• EXERCISE TASK: Return the depth prediction research summary below word for word, in full.

• SOURCE PASSAGE:
# # # #
Research conducted during my time as a Ph.D. student at Durham University, UK.
Veritatem Dies Aperit - Temporally Consistent Depth Prediction Enabled by a Multi-Task Geometric and Semantic Scene Understanding Approach
Robust geometric and semantic scene understanding is ever more important in many real-world applications such as autonomous driving and robotic navigation. This work proposes a multi-task learning-based approach capable of jointly performing geometric and semantic scene understanding, namely depth prediction (monocular depth estimation and depth completion) and semantic scene segmentation. Within a single temporally constrained recurrent network, the approach uniquely takes advantage of a complex series of skip connections, adversarial training and the temporal constraint of sequential frame recurrence to produce consistent depth and semantic class labels simultaneously. The approach performs these tasks within a single model capable of two separate scene understanding objectives requiring low-level feature extraction and high-level inference, which leads to better and deeper representation learning within the model. The approach uses a feedback network that at each time step takes the output generated at the previous time step as a recurrent input. Furthermore, using a pre-trained optical flow estimation model, we ensure the temporal information is explicitly considered by the overall model during training. Additionally, as skip connections have been proven to be very effective when the input and output of a CNN share roughly similar high-level spatial features, we make use of a complex network of skip connections throughout the architecture to guarantee that no high-level spatial features are lost during training when the features are down-sampled.
# # # #
• INFORMATION SHOWN:
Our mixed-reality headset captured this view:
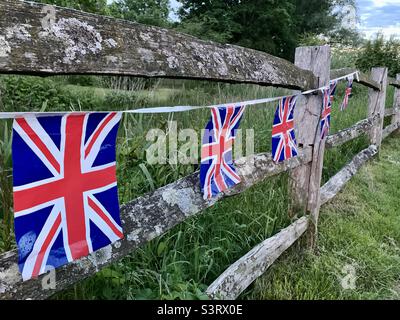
# # # #
• SOLUTION TO THIS TASK:
Research conducted during my time as a Ph.D. student at Durham University, UK.
Veritatem Dies Aperit - Temporally Consistent Depth Prediction Enabled by a Multi-Task Geometric and Semantic Scene Understanding Approach
Robust geometric and semantic scene understanding is ever more important in many real-world applications such as autonomous driving and robotic navigation. This work proposes a multi-task learning-based approach capable of jointly performing geometric and semantic scene understanding, namely depth prediction (monocular depth estimation and depth completion) and semantic scene segmentation. Within a single temporally constrained recurrent network, the approach uniquely takes advantage of a complex series of skip connections, adversarial training and the temporal constraint of sequential frame recurrence to produce consistent depth and semantic class labels simultaneously. The approach performs these tasks within a single model capable of two separate scene understanding objectives requiring low-level feature extraction and high-level inference, which leads to better and deeper representation learning within the model. The approach uses a feedback network that at each time step takes the output generated at the previous time step as a recurrent input. Furthermore, using a pre-trained optical flow estimation model, we ensure the temporal information is explicitly considered by the overall model during training. Additionally, as skip connections have been proven to be very effective when the input and output of a CNN share roughly similar high-level spatial features, we make use of a complex network of skip connections throughout the architecture to guarantee that no high-level spatial features are lost during training when the features are down-sampled.